*Exercise instructions*: The output must match the entries below exactly, with pictures removed.
══ Data to examine
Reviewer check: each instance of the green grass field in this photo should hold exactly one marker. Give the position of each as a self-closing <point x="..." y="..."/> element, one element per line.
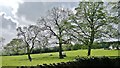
<point x="22" y="60"/>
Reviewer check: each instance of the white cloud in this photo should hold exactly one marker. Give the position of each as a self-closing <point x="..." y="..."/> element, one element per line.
<point x="14" y="4"/>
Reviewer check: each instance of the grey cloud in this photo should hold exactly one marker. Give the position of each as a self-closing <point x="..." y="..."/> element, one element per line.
<point x="33" y="10"/>
<point x="8" y="23"/>
<point x="7" y="28"/>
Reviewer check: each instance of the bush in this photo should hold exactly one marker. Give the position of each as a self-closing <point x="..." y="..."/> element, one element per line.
<point x="82" y="62"/>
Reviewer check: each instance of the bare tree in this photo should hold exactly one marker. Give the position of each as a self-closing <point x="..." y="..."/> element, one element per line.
<point x="29" y="36"/>
<point x="54" y="22"/>
<point x="92" y="21"/>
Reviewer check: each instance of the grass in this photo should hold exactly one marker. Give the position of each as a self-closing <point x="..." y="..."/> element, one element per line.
<point x="22" y="60"/>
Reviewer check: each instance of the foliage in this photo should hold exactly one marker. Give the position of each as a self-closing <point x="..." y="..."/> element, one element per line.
<point x="45" y="58"/>
<point x="91" y="21"/>
<point x="15" y="47"/>
<point x="55" y="23"/>
<point x="29" y="36"/>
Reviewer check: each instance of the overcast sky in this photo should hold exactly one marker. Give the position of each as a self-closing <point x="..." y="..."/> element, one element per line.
<point x="14" y="13"/>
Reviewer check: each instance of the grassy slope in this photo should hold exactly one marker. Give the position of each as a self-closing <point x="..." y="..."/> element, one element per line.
<point x="45" y="58"/>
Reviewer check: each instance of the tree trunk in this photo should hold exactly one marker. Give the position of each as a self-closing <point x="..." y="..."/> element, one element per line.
<point x="60" y="51"/>
<point x="29" y="57"/>
<point x="89" y="50"/>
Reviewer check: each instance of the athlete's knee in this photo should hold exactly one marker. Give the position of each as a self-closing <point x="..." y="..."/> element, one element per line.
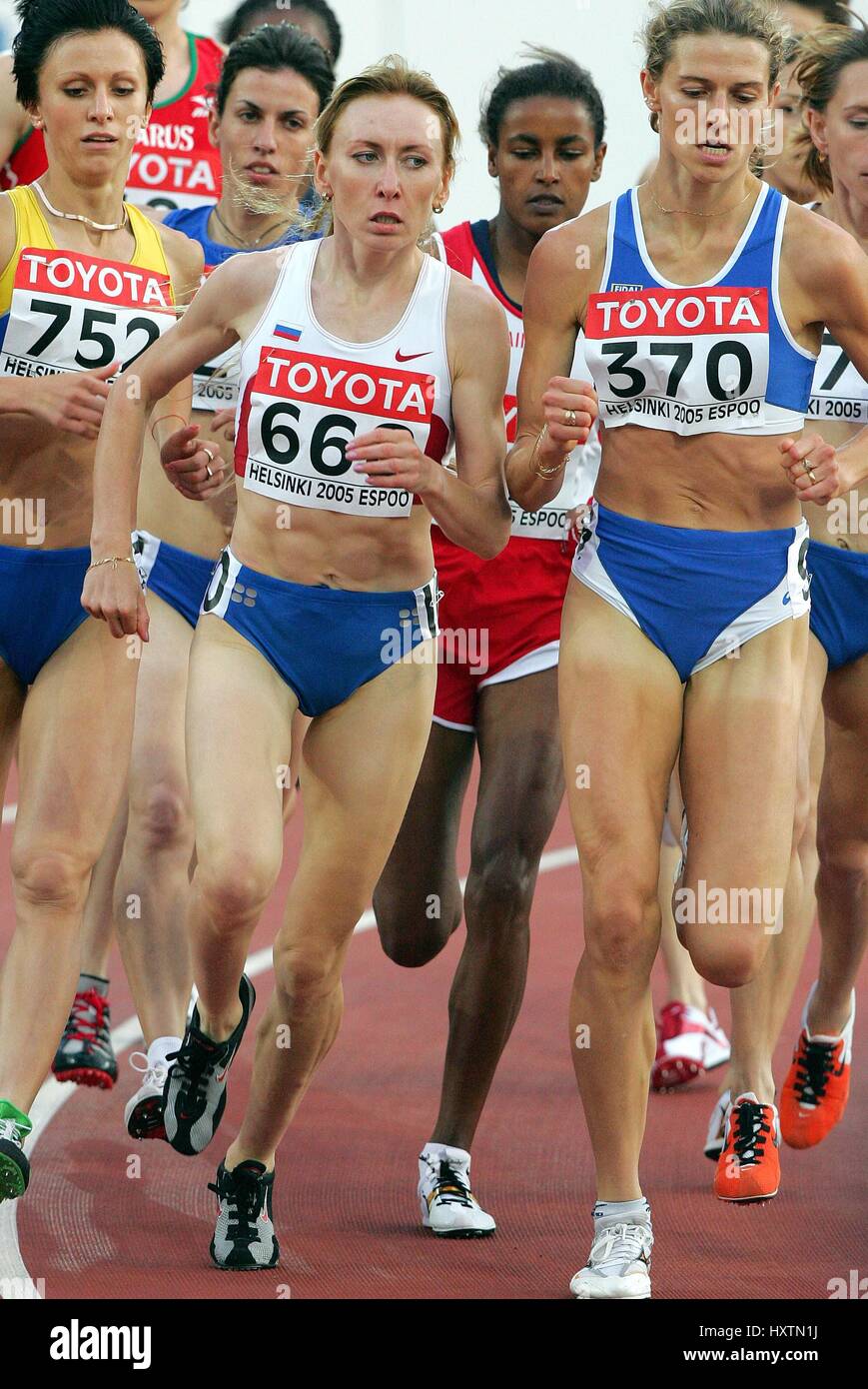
════
*Answer below*:
Reviewer check: each instance of the green grass field in this photo should hold exactly one marker. Give the position of each as a self-closing <point x="..." y="..."/> element, one element per line.
<point x="22" y="60"/>
Reviewer check: each instance of the white cloud in this photo should hold exactly one marker. Give the position of each as a self-closing <point x="..." y="..."/> element, one element per line.
<point x="14" y="4"/>
Reviewer check: each instance of the grey cloud in this photo should hold exactly one marker. Give the position of each as a self-closing <point x="..." y="..."/> element, one element per line.
<point x="33" y="10"/>
<point x="8" y="23"/>
<point x="7" y="28"/>
Reviewer check: each instance of the bush in this photo should hold exactly one marker. Give the position of each as a self-closing <point x="..." y="..."/> element, one element per line.
<point x="82" y="62"/>
Reviewer check: each instance of the bare tree in this photo should hold exactly one marker. Give the position of each as a self-closing <point x="..." y="..."/> element, one element per line.
<point x="29" y="36"/>
<point x="54" y="22"/>
<point x="92" y="21"/>
Reviewer check: each instance of the grass in this photo should hold exactly one marker. Give the position of each as a self-closing <point x="..." y="..."/> element, one element per line.
<point x="22" y="60"/>
Reviewer check: each instance of the foliage in this photo should hold exactly one marker. Give the position of each as a self-closing <point x="..." y="..."/> element, one element per line.
<point x="45" y="58"/>
<point x="91" y="21"/>
<point x="15" y="47"/>
<point x="55" y="23"/>
<point x="29" y="36"/>
Reviewer check: each instance of the overcast sky in this photo should hold exactly one marker. Give the position of each as a self-closing <point x="..." y="..."/> element, one element per line.
<point x="14" y="13"/>
Reviewer check: each instance of the grassy slope in this photo should hold exactly one marker. Give the position of each as a self-closing <point x="..." y="..."/> element, one element per line.
<point x="45" y="58"/>
Reviewer check: each instance of the tree trunk in this photo should hold exactly one marker. Give the position of each as a self-closing <point x="..." y="..."/> element, one element per line.
<point x="60" y="51"/>
<point x="29" y="57"/>
<point x="89" y="50"/>
Reviewer check: each instance of the athlete's knee in this photo should hold exactly one marker. Give the position of each as a self-closing <point x="..." y="..."/> element, one element per line.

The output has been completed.